• _Work to complete_
Please output exactly the lines that run from the line with "drawer and record integer pixel coordinates." through the final line of the data, inclusive, and nothing more.

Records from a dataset
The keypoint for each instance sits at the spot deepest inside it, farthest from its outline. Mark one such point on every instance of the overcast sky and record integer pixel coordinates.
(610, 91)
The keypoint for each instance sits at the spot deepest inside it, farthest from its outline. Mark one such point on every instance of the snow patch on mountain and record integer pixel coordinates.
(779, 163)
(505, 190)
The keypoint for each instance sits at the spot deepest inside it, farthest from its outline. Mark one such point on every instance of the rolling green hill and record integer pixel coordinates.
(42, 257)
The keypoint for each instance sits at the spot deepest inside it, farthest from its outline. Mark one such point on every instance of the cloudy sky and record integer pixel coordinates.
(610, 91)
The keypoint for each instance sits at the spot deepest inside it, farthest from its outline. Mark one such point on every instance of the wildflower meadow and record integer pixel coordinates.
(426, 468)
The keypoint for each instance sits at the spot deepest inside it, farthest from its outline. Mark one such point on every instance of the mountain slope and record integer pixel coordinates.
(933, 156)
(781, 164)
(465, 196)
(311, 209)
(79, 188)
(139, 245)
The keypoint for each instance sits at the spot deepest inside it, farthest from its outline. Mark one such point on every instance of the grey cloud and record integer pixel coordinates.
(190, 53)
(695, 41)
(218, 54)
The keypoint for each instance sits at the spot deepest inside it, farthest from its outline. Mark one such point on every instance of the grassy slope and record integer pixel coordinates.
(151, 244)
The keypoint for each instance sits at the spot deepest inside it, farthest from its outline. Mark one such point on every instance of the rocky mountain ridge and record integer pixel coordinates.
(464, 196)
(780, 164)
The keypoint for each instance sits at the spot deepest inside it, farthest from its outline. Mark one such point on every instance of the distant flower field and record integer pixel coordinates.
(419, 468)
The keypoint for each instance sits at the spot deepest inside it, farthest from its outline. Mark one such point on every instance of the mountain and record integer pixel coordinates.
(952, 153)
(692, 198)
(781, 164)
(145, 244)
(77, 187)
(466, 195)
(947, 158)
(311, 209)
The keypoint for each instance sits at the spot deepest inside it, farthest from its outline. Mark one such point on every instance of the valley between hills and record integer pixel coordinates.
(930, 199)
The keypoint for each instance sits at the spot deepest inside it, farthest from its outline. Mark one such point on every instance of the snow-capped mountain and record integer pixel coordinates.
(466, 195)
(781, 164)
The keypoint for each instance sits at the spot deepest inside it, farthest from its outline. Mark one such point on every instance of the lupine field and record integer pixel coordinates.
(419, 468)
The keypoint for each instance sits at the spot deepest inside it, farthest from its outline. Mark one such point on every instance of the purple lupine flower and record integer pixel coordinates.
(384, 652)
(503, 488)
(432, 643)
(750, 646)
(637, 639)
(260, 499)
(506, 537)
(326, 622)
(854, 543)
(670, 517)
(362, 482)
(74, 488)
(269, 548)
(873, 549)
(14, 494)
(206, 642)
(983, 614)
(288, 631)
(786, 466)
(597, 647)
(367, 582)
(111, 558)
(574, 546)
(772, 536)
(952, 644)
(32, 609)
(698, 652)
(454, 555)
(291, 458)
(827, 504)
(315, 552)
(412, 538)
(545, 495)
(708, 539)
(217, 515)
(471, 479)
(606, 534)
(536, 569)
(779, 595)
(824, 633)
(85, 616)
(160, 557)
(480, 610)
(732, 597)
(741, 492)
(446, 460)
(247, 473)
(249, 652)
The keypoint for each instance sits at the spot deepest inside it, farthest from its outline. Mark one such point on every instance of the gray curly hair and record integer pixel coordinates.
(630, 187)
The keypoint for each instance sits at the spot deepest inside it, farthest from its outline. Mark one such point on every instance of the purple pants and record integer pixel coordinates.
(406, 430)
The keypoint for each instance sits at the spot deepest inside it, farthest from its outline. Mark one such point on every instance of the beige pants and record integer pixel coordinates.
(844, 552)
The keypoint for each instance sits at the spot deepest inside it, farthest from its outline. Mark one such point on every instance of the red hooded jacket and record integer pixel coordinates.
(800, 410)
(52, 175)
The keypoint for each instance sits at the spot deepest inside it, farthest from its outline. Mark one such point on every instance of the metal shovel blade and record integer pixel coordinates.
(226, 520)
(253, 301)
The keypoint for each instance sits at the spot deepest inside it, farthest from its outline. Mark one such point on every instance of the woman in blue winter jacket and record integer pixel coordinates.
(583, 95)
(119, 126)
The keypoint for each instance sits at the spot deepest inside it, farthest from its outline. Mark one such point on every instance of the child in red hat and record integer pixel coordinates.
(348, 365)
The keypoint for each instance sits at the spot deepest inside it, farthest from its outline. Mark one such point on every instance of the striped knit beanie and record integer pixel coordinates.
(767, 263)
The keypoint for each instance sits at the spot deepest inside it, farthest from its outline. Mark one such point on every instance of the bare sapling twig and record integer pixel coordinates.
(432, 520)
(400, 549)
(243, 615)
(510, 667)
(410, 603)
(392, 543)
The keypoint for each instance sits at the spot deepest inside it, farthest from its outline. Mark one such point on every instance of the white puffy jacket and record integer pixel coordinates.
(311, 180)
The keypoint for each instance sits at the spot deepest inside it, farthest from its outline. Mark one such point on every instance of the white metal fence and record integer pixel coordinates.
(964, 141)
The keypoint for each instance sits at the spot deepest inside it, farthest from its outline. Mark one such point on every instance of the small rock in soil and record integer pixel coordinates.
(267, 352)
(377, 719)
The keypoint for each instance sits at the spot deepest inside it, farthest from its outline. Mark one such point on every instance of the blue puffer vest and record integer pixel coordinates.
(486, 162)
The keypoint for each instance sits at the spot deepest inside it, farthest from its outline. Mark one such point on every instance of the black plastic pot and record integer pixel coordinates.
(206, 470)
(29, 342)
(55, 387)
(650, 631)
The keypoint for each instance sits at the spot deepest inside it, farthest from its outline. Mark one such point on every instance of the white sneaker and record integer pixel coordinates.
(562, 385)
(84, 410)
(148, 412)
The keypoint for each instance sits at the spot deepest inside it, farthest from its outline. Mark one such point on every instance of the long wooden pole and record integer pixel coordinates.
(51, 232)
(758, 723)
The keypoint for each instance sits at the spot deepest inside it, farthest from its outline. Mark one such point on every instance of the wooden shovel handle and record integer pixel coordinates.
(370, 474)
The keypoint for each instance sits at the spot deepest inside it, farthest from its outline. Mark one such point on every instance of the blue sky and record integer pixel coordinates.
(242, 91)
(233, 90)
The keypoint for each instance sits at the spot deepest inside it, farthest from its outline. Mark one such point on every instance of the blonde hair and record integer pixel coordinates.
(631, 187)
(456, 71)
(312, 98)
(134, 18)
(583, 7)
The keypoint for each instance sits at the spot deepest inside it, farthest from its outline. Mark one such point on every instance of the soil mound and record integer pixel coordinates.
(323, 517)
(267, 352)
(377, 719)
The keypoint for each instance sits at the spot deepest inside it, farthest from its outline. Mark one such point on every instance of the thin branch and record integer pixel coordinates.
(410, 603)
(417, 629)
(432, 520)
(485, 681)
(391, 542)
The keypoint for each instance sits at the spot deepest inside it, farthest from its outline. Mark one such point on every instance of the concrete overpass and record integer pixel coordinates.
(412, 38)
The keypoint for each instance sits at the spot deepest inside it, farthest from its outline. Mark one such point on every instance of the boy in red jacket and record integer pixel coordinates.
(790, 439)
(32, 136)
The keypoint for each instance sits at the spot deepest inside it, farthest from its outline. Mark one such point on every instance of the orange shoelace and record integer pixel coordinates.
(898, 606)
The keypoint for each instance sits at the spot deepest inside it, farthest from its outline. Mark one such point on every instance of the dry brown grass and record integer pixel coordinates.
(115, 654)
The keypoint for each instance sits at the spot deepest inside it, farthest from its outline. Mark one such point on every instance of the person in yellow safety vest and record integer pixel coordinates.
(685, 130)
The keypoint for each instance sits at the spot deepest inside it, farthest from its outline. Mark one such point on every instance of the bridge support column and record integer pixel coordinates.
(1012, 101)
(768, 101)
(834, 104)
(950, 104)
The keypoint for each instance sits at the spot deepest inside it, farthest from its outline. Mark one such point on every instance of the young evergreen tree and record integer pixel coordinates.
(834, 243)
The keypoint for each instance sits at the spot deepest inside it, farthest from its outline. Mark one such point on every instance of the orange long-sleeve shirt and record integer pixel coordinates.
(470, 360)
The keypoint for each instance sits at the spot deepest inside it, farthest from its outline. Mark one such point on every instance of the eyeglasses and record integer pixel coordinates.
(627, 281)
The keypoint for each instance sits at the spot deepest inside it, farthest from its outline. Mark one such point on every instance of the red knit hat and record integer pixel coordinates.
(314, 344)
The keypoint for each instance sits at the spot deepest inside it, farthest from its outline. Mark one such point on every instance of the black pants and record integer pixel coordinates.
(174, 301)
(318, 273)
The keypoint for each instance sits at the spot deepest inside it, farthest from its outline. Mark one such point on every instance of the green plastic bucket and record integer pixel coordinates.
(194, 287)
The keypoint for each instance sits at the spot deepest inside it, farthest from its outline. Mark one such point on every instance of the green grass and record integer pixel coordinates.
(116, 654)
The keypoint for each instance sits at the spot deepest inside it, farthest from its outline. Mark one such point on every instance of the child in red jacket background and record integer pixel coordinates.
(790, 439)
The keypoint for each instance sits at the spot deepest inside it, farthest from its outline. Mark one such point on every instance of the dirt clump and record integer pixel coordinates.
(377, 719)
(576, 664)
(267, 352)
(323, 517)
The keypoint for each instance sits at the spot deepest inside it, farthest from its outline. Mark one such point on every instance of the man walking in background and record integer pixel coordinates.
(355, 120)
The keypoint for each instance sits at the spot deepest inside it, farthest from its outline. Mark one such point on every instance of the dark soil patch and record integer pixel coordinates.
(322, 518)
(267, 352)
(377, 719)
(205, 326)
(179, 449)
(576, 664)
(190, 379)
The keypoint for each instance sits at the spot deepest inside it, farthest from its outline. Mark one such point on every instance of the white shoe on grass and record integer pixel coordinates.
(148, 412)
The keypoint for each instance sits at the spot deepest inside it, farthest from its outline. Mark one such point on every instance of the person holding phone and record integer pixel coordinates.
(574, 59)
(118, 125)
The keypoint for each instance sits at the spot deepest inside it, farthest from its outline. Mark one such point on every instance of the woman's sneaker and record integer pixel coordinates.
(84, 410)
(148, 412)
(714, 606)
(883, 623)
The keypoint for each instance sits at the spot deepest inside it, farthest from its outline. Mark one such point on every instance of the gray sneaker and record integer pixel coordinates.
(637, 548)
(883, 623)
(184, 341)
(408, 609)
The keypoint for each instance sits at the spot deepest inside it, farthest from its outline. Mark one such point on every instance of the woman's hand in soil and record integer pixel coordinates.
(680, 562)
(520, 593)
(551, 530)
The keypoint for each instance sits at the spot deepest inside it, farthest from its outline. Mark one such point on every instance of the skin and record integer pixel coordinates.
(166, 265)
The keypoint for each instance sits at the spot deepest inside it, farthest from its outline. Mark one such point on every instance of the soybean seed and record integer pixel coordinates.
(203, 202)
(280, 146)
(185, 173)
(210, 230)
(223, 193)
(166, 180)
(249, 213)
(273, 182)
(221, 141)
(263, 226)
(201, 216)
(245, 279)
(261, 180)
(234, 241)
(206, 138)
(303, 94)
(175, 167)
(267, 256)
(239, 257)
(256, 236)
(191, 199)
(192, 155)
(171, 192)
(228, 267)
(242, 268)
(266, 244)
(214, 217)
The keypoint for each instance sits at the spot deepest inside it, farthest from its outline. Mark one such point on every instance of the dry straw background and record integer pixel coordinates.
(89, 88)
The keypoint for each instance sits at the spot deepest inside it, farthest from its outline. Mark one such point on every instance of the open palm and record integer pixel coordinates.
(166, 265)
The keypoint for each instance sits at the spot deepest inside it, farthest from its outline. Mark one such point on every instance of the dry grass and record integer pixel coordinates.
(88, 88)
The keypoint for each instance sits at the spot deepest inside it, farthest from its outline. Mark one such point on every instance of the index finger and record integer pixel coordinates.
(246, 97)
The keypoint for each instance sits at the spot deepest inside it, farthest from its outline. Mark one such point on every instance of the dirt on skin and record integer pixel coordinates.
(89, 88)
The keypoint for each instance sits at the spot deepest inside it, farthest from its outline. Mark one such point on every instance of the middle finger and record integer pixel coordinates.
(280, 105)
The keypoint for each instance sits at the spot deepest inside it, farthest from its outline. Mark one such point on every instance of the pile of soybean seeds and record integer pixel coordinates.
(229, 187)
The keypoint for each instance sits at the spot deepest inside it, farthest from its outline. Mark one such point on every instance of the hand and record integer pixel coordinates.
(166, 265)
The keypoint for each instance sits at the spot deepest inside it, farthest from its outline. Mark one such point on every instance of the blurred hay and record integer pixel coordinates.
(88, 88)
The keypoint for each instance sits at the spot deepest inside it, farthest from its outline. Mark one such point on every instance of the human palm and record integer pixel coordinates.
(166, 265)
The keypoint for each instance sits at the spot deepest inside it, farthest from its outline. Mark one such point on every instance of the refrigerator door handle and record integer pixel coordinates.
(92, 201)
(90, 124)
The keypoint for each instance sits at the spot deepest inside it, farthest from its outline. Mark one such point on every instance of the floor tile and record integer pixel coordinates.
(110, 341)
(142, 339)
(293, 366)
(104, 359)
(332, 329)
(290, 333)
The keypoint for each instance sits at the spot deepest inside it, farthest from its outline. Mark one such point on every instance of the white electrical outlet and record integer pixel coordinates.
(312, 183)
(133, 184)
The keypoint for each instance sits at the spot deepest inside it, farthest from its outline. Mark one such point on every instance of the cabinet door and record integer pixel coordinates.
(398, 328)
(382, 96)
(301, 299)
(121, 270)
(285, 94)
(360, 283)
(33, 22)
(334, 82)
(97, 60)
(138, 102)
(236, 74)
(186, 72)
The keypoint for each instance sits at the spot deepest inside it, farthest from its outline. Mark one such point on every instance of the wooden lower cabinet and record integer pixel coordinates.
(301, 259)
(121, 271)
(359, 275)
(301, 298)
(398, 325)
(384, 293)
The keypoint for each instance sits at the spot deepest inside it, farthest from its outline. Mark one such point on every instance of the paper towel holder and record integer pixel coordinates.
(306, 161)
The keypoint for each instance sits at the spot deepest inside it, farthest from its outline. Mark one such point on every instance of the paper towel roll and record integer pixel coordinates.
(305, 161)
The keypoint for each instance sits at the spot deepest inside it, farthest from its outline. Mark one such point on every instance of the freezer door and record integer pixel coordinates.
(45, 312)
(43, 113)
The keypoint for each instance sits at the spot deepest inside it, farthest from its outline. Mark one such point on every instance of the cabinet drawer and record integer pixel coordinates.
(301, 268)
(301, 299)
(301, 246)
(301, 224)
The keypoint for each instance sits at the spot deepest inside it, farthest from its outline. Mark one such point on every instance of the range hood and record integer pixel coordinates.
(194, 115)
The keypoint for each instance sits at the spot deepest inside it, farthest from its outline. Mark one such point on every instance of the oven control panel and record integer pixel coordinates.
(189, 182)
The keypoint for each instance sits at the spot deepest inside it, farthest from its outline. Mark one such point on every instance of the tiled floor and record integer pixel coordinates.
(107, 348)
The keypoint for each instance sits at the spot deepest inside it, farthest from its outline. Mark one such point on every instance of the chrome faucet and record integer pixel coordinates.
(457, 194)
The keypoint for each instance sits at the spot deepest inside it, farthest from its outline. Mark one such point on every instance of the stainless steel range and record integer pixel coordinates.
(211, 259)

• _Response below_
The keypoint for each instance sits at the spot deepest inside it, farthest from its outline. Mark one such point on every instance of the cabinet drawer and record integer pixel coordinates.
(301, 268)
(301, 299)
(301, 246)
(301, 224)
The keypoint for each instance sits at the spot deepest inside it, farthest from its outline. Mark one such point on every instance of the range hood and record integer pixel coordinates.
(194, 115)
The keypoint for each instance sits at the spot deepest inside it, farthest from its outline. Mark one such point on every instance of the oven control panel and record integer pixel coordinates.
(189, 182)
The keypoint for each instance sits at the spot deepest inside it, farthest from its outline. Mark one such point on every instance of the tiled floor and record integer pixel coordinates.
(107, 348)
The keypoint for each instance sits at the spot deepest inside it, farthest from its outline. Mark one such point on every instance of the chrome faucet and record integer pixel coordinates.
(457, 194)
The keypoint for each instance sits at the spot deepest inside it, farthest from its outline. Mark one such point on every instance of the stainless steel range and record integer pixel coordinates.
(211, 259)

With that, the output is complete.